— Begin RECORDS TO PROCESS —

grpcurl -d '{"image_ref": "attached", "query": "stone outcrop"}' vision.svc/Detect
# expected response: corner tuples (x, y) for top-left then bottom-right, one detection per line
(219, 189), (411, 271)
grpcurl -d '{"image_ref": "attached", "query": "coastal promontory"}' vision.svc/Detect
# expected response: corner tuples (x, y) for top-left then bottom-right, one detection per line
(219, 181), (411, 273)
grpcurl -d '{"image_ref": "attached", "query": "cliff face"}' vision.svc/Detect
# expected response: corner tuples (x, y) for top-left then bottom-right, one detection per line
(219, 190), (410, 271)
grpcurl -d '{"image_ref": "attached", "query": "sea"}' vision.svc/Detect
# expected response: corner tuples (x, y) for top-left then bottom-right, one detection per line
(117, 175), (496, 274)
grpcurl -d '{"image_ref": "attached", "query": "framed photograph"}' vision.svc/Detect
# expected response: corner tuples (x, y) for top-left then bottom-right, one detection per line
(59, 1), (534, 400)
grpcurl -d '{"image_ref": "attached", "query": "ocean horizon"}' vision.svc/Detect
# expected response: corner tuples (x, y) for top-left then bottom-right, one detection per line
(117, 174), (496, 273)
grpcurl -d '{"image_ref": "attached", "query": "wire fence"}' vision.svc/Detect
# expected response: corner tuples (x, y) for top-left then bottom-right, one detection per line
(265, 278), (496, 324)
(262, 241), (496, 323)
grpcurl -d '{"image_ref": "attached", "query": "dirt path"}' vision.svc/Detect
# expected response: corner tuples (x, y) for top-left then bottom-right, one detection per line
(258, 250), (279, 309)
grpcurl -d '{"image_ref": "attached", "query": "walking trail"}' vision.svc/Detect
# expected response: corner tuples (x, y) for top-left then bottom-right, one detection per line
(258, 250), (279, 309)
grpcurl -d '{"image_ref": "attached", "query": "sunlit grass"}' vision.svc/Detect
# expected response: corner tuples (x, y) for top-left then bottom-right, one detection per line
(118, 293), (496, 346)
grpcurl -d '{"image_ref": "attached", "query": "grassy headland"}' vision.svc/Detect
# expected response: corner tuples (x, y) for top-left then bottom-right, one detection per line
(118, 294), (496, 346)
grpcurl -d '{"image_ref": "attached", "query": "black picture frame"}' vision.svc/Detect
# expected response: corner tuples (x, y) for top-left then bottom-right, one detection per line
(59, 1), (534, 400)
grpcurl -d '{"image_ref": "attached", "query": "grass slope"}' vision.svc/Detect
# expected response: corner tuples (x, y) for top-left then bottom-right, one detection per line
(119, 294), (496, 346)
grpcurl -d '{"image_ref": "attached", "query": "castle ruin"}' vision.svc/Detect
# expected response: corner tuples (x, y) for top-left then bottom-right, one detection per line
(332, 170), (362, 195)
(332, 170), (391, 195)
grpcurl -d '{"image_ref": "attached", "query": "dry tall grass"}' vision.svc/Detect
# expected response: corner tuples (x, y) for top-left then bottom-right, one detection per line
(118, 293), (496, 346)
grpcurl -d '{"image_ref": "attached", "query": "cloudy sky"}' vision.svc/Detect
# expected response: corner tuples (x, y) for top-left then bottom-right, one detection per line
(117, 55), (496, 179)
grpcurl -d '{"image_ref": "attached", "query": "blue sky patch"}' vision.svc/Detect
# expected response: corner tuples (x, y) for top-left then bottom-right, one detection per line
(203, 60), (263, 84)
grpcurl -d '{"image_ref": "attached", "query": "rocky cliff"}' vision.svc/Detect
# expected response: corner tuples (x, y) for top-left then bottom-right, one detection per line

— End RECORDS TO PROCESS —

*WHAT IS NEEDED*: Pull out every row above that contains the string "cliff" and copy each one in full.

*WRITTEN ANSWER*:
grpcurl -d '{"image_ref": "attached", "query": "cliff face"}' vision.svc/Detect
grpcurl -d '{"image_ref": "attached", "query": "rocky cliff"}' vision.svc/Detect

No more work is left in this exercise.